Material for this exercise:
+ + + +
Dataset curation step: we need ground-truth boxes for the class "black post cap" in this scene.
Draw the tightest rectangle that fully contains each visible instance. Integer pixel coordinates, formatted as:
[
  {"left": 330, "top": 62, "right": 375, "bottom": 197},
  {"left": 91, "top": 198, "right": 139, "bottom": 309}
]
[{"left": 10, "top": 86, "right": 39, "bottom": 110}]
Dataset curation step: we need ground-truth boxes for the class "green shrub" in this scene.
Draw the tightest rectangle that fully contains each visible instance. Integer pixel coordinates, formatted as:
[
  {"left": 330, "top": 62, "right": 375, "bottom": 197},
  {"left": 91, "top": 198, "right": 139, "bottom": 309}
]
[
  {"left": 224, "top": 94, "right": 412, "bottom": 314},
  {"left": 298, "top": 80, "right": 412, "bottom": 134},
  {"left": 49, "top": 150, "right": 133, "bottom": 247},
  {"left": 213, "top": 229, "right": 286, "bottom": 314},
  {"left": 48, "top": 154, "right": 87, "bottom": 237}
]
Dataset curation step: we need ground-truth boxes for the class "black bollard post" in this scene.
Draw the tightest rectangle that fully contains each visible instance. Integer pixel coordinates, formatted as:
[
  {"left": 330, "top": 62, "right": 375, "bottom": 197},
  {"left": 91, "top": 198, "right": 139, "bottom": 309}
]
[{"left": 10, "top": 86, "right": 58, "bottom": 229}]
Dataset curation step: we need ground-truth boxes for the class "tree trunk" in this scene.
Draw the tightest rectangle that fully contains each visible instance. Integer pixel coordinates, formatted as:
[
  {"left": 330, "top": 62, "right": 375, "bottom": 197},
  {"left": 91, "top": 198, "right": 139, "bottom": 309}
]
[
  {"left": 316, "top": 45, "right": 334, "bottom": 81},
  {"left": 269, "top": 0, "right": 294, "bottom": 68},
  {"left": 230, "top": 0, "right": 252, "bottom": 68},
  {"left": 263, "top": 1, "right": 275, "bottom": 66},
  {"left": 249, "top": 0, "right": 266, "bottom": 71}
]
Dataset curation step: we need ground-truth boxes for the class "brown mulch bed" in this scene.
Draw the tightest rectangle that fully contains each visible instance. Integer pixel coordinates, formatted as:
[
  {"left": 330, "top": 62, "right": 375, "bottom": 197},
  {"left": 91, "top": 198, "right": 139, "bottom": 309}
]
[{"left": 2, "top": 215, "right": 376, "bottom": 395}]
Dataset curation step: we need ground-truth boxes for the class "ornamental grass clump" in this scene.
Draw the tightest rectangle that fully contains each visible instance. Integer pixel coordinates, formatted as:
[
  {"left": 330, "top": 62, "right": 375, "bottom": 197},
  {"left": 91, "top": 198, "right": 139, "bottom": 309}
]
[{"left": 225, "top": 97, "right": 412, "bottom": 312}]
+ + + +
What is being asked:
Pull out every line of the records above that contains the string "class". Case counts.

Solution for this problem:
Dataset curation step: we need ground-truth boxes for the class "black post cap" in this scene.
Dataset curation step: we need ground-truth boxes for the class "green shrub" in this scene.
Dataset curation step: we need ground-truth boxes for the class "black bollard post" in this scene.
Dataset curation step: we need ground-truth boxes for the class "tree trunk" in this scene.
Dataset curation step: we need ground-truth boxes for the class "brown mulch bed" in this scene.
Dataset curation step: we need ground-truth boxes for the class "ornamental grass clump" in this scene.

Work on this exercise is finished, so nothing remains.